— Begin Record excerpts —
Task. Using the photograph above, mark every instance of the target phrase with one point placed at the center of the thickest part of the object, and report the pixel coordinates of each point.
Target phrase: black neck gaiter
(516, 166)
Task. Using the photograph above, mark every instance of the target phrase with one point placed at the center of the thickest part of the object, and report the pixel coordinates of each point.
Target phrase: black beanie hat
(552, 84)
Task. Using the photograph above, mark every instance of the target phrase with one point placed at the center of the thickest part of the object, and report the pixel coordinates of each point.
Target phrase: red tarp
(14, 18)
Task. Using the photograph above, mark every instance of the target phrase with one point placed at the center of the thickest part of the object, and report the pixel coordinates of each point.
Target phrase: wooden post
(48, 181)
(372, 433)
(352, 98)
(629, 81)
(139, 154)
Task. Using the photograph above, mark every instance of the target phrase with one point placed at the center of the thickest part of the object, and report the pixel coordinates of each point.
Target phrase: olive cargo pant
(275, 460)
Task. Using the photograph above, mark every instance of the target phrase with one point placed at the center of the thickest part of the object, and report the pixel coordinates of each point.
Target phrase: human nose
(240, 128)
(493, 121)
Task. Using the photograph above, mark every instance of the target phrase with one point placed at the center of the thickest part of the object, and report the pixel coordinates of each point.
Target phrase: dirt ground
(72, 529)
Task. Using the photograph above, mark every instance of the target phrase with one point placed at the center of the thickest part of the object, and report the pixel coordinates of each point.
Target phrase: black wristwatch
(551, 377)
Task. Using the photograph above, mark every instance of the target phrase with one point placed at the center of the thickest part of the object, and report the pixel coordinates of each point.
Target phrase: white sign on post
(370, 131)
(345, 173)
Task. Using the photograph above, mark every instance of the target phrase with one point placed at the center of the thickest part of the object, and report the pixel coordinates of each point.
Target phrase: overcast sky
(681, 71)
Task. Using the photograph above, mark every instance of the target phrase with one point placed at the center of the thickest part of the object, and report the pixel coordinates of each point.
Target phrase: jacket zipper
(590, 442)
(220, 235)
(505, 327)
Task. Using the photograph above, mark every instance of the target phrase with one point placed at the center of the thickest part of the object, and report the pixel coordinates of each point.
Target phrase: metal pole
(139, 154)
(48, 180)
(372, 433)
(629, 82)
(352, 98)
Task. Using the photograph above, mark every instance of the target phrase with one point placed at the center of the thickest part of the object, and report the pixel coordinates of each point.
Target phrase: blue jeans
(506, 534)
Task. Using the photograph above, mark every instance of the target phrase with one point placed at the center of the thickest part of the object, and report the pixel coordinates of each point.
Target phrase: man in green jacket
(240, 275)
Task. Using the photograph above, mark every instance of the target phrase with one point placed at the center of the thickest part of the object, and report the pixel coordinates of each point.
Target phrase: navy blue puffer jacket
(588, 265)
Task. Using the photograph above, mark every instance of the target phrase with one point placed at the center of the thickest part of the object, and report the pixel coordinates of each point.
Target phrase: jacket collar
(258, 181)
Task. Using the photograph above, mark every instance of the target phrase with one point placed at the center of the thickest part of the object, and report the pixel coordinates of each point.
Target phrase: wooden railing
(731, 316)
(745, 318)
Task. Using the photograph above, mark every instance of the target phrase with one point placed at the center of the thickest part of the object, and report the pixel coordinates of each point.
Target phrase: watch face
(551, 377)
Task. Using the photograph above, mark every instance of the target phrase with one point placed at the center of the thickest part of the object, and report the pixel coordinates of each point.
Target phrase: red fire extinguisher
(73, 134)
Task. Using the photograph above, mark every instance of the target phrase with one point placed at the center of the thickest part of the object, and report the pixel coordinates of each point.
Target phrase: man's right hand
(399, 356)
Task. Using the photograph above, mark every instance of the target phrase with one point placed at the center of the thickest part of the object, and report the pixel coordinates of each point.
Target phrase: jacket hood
— End Record excerpts —
Pull out each line of the entries above that contains the word "wooden". Case counts.

> Answer to the problem
Target phrase: wooden post
Target phrase: wooden railing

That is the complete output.